STATED GOAL
Report only the number of lines in the records below that contain the string "decorative", matching case exactly.

EXERCISE INPUT
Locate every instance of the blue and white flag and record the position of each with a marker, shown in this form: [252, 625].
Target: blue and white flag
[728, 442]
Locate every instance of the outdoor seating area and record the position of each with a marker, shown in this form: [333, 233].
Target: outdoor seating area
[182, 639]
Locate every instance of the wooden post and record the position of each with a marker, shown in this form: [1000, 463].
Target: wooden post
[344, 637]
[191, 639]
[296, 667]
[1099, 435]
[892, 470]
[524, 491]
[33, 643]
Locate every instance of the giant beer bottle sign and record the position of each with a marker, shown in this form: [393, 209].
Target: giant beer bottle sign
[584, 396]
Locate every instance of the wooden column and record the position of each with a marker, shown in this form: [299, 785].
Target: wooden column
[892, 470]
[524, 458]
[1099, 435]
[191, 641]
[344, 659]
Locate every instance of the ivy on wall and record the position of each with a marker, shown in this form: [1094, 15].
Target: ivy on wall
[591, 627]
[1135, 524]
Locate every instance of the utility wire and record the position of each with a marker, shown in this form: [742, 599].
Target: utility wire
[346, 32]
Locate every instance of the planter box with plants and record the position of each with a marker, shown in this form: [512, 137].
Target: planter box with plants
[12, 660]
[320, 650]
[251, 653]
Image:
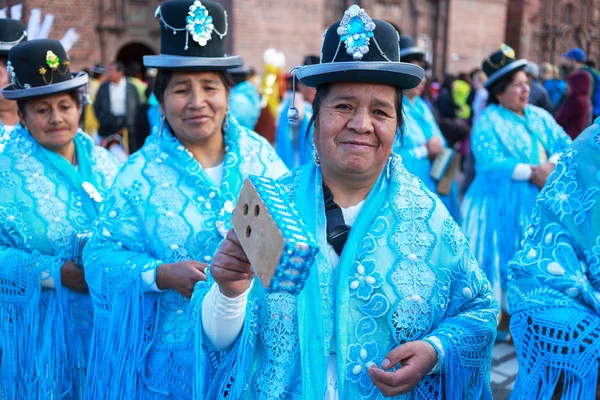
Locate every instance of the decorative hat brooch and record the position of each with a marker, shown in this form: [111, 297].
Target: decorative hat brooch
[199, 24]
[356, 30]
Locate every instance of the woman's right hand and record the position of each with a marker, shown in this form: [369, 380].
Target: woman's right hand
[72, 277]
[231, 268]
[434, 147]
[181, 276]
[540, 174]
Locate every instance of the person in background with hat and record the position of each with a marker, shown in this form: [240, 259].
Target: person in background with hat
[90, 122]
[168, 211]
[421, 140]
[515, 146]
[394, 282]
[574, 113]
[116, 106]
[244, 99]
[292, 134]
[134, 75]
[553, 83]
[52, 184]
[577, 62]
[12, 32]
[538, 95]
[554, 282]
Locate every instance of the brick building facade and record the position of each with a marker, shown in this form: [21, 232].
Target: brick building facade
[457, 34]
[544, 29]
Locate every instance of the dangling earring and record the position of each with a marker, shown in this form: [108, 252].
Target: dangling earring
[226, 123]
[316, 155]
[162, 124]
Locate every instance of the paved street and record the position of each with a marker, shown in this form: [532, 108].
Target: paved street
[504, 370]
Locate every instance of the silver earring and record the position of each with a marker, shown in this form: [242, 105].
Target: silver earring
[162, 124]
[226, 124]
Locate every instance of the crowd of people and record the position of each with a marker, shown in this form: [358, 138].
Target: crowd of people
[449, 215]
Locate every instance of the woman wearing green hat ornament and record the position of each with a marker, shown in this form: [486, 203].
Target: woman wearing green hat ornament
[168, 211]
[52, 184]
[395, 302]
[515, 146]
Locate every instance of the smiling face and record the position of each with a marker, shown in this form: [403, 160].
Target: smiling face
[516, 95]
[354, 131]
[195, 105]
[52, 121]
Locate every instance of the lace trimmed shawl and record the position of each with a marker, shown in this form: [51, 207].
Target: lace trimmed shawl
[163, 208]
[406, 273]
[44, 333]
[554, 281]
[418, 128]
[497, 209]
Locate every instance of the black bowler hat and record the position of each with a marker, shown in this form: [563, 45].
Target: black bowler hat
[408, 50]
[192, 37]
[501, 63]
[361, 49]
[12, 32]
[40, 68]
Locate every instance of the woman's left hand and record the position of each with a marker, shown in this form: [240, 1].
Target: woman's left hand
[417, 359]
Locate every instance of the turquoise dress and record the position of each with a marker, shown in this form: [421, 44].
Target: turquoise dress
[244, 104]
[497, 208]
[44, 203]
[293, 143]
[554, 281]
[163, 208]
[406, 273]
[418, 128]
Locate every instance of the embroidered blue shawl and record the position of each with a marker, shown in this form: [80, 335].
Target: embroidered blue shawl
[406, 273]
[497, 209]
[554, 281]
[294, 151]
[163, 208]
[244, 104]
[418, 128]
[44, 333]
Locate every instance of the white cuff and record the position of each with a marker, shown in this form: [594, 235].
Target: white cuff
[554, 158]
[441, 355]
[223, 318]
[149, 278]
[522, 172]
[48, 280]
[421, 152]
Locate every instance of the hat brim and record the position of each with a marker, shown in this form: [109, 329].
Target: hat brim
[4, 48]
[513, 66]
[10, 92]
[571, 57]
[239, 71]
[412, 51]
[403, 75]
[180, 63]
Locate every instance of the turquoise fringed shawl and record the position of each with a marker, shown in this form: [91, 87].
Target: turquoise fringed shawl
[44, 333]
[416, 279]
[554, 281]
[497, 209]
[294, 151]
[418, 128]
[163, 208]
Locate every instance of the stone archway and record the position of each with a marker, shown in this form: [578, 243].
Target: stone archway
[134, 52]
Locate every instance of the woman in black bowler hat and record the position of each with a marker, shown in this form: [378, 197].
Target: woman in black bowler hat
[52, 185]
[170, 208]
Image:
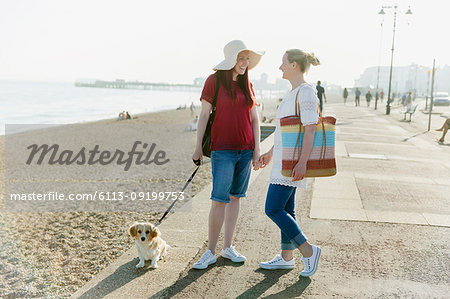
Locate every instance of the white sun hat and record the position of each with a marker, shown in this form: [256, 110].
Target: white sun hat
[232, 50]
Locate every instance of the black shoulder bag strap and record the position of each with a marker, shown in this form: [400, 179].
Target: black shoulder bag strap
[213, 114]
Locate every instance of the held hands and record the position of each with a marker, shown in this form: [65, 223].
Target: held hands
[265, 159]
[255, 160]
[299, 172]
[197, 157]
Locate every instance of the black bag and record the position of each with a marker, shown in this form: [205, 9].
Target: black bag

...

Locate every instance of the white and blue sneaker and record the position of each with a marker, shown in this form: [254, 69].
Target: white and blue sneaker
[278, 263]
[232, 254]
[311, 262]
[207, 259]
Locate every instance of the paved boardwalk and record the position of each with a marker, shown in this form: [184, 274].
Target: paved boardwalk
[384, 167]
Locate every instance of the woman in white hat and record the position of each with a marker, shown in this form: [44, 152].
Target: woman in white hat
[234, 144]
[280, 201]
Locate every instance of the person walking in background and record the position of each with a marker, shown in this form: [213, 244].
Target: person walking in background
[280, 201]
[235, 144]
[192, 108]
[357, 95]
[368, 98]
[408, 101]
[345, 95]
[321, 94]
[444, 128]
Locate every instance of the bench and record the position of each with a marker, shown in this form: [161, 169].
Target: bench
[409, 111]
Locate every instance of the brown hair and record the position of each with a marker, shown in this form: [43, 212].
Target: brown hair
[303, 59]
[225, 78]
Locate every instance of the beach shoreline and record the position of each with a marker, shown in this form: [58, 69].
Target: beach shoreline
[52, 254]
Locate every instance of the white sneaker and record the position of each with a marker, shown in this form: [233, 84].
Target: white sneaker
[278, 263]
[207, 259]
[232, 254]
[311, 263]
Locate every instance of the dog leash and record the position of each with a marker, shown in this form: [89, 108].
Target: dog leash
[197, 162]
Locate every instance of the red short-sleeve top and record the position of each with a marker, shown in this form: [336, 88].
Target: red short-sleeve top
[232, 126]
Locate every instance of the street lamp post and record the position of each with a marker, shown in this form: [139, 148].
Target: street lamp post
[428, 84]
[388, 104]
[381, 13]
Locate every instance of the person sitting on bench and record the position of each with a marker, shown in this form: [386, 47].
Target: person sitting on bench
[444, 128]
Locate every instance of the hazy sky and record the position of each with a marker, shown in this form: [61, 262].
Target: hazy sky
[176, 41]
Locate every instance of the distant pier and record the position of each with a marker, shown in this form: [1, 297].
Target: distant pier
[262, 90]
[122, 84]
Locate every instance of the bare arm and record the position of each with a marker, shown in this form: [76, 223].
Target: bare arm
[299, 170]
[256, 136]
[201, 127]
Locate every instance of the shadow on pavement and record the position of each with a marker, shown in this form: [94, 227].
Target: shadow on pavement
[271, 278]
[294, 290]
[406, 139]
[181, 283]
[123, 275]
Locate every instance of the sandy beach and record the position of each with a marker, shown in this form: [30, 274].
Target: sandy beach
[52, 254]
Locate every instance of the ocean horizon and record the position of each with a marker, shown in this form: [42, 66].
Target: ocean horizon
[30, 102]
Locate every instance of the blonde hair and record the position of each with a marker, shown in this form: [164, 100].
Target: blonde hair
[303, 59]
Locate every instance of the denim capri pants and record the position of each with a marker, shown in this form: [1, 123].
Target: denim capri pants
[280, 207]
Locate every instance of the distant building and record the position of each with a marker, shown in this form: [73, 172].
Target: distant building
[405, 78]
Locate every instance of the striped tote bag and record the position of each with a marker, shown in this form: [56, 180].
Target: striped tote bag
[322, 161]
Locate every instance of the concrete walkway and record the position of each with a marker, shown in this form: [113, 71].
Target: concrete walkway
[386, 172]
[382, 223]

COMPLETED EXERCISE
2